● Passage:
>> Start

# The rescue



## Dany (Jul 22, 2016)

Found during plumbing works wrapped in a bag under an heap of coal, this French jumelle type camera has been offered to me.
As you can see, it was not in mint condition.






The lens is a Zeiss Krauss  with a number which allowed me to date it between 1895 and 1900
I immediately felt that this camera deserved to be rescued.
After a deep and long refurbishing  ( cleaning, painting works, leather repairing) I have now a more decent camera with a working shutter.





I am now trying to identify it .


----------



## tirediron (Jul 22, 2016)

Nice; good job.  What film does this use?


----------



## jcdeboever (Jul 22, 2016)

That is one handsome camera.


----------



## annamaria (Jul 22, 2016)

Did a really nice job on it.  I wonder what history it has, such as who was the person who used it and what family portraits came out of it.  I think it would be cool to find out.  Nice camera. 


Sent from my iPad using Tapatalk


----------



## jcdeboever (Jul 22, 2016)

annamaria said:


> Did a really nice job on it.  I wonder what history it has, such as who was the person who used it and what family portraits came out of it.  I think it would be cool to find out.  Nice camera.
> 
> 
> Sent from my iPad using Tapatalk



Would have been really cool if it had film in it that could be developed.


----------



## jcdeboever (Jul 22, 2016)

http://www.collection-appareils.fr/x/html/camera-2853-Soulé.html


----------



## dxqcanada (Jul 22, 2016)

Great clean up job !!


----------



## annamaria (Jul 22, 2016)

jcdeboever said:


> annamaria said:
> 
> 
> > Did a really nice job on it.  I wonder what history it has, such as who was the person who used it and what family portraits came out of it.  I think it would be cool to find out.  Nice camera.
> ...



Would be ultra cool!


Sent from my iPad using Tapatalk


----------



## Dany (Jul 23, 2016)

No film in this camera but plates stored in the magazine at the rear.
The link to the "Jumelle Soulé" is interesting (similar lens and finder).
Soulé was a wood and brass camera manufacturer located in the south of France.
A logo is engraved on the front plate suporting the lens near the shutter cocking knob
Probably because of erosion, only  a part of it is readible.
The logo shows an animal ( eagle?) on top of a globe and a writing starting with "EX and terminating with "OR" ("O" is not certain).
Below the globe the word "DEPOSEE" means "registred" in French
We could guess the name "Excelsior"
I did not find any such camera in my books (including the McK)


----------



## jcdeboever (Jul 23, 2016)

Dany said:


> No film in this camera but plates stored in the magazine at the rear.

>> End

● Supplied material:
>> Start

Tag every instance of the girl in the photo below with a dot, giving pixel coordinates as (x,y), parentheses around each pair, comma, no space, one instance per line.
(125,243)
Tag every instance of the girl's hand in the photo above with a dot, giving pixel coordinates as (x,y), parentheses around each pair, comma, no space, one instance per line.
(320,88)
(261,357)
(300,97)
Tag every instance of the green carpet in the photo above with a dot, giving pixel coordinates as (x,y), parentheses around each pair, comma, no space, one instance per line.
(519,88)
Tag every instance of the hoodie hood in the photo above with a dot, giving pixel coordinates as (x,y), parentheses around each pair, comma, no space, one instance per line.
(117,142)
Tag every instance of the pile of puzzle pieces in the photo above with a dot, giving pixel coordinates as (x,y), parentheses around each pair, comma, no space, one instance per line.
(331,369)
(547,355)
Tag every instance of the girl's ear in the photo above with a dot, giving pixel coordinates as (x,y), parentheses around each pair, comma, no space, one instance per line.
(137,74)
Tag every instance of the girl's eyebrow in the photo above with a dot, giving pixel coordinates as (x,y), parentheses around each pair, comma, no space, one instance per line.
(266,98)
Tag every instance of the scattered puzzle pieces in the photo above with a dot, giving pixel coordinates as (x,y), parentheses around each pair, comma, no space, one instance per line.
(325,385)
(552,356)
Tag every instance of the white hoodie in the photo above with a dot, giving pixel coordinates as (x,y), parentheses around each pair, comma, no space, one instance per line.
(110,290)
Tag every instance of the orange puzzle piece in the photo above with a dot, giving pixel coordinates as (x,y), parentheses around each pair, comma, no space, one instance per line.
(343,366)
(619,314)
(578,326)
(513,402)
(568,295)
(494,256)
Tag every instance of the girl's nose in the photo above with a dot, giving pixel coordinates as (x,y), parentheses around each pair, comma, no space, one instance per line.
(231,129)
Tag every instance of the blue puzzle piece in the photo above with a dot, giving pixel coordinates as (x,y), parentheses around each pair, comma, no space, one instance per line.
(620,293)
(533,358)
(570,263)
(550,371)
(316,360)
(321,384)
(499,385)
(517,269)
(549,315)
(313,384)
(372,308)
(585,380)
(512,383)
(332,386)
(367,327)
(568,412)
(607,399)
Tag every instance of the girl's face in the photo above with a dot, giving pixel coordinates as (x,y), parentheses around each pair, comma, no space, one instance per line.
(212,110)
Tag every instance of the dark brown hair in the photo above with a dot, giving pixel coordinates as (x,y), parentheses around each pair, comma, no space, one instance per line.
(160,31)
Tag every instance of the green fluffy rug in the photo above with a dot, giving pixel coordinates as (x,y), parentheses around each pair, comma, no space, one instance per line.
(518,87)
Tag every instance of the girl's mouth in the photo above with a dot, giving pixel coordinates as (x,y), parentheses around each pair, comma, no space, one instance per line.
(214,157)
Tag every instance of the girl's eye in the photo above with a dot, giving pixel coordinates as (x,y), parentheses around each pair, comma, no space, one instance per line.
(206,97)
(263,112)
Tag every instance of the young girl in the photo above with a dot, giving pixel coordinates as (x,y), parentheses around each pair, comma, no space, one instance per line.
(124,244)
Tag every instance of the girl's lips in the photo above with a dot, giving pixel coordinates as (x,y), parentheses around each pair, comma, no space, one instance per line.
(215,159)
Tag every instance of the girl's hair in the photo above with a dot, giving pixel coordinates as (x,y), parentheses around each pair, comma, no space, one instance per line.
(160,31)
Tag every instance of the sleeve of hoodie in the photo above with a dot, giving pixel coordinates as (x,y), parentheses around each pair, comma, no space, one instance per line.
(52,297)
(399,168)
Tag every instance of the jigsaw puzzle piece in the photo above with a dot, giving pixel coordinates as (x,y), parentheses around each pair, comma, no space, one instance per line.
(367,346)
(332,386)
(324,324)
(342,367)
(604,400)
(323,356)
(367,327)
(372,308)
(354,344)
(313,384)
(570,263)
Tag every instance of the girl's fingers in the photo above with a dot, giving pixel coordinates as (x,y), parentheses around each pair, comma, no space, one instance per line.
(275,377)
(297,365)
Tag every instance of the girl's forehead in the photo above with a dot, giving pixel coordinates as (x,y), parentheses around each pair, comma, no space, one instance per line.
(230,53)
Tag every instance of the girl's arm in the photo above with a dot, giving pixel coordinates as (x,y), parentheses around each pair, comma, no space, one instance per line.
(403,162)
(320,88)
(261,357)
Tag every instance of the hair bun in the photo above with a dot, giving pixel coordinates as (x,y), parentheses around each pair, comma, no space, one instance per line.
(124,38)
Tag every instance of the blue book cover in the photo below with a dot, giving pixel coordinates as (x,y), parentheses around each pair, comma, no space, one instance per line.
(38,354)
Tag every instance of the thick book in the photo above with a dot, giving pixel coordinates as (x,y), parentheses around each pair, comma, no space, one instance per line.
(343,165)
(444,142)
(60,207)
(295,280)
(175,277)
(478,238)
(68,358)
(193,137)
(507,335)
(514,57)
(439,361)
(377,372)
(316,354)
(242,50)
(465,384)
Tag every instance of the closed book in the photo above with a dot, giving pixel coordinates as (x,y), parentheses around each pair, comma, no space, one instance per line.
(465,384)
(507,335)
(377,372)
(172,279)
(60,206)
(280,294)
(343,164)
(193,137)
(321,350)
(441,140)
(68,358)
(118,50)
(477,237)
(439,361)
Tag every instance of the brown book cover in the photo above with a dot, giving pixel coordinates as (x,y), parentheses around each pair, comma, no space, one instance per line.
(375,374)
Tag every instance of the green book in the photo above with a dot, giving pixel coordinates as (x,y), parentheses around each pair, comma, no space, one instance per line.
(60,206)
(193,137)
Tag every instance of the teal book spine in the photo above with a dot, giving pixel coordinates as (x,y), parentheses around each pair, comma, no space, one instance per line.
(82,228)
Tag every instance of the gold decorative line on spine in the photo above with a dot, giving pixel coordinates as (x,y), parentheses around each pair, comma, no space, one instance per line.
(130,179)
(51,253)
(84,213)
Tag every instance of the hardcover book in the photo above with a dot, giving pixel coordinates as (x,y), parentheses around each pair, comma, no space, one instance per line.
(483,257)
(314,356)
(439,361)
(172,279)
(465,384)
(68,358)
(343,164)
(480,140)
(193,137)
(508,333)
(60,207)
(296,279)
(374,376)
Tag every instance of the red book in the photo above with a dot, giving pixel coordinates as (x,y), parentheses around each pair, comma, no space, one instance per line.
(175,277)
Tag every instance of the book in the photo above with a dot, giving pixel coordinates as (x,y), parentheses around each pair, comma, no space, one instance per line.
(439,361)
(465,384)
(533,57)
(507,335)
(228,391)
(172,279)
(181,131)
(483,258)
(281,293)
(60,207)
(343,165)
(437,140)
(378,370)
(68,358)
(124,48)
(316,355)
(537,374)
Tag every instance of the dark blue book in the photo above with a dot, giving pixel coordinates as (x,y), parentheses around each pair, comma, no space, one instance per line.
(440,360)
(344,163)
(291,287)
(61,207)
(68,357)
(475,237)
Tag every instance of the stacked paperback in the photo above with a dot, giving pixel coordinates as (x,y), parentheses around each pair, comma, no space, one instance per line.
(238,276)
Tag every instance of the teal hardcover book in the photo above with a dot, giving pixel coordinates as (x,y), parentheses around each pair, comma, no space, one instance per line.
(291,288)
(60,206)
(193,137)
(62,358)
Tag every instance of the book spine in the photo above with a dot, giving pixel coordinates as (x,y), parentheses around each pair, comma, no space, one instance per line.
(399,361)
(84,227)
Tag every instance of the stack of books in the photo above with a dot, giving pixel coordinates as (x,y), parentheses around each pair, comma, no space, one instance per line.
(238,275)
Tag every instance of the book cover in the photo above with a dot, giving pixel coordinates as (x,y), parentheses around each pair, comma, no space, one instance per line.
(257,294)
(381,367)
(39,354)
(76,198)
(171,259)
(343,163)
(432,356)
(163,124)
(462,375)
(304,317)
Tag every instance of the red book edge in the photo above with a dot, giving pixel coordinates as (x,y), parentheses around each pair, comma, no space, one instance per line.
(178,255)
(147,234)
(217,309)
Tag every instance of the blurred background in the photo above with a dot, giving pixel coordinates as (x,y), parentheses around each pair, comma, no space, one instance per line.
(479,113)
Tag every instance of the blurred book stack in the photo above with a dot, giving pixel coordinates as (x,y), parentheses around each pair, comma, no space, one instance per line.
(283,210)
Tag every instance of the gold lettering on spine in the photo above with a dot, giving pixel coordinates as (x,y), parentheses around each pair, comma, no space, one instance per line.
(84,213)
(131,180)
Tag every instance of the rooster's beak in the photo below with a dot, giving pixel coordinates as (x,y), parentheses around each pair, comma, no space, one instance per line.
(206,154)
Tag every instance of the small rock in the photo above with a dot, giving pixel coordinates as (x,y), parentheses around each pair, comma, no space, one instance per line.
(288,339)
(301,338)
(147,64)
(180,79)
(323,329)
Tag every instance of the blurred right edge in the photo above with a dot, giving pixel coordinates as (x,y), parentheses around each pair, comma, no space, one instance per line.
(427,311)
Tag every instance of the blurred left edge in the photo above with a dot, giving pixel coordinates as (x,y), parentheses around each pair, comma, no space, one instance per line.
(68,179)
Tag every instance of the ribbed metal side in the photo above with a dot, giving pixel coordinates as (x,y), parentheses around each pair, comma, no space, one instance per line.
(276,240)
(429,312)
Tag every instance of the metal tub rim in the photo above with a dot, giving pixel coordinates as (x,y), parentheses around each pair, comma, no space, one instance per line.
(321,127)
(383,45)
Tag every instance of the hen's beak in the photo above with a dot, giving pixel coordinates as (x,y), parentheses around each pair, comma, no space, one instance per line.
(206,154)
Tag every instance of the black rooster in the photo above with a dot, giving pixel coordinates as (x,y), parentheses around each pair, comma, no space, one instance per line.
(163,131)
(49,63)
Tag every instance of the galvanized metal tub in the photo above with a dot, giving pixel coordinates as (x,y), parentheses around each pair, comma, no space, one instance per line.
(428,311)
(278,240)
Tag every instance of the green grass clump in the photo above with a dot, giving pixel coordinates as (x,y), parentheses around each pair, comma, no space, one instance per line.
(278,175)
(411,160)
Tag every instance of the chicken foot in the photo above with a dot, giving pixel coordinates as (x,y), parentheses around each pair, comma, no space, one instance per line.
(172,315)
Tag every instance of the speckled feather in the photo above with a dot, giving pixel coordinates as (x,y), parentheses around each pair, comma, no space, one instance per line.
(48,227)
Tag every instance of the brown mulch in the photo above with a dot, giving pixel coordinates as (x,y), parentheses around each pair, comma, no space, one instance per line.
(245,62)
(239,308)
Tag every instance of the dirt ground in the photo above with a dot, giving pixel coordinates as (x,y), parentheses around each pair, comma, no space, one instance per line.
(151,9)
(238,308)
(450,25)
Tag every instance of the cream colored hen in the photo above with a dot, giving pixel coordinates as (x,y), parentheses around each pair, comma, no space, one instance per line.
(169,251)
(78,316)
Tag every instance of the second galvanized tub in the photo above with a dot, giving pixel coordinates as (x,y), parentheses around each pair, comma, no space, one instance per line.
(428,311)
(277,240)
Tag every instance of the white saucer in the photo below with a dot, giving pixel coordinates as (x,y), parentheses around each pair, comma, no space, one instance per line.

>> End

● What this exercise asks:
- 1) In the camera rescue thread, can you reproduce word for word the part that opens with the words containing "As you can see, it" and closes with "a working shutter."?
- 2) In the camera rescue thread, what does the camera hold instead of film?
These records have nothing to do with the camera rescue thread.

● Per-task answers:
- 1)
As you can see, it was not in mint condition.






The lens is a Zeiss Krauss  with a number which allowed me to date it between 1895 and 1900
I immediately felt that this camera deserved to be rescued.
After a deep and long refurbishing  ( cleaning, painting works, leather repairing) I have now a more decent camera with a working shutter.

- 2) Plates stored in the magazine at the rear.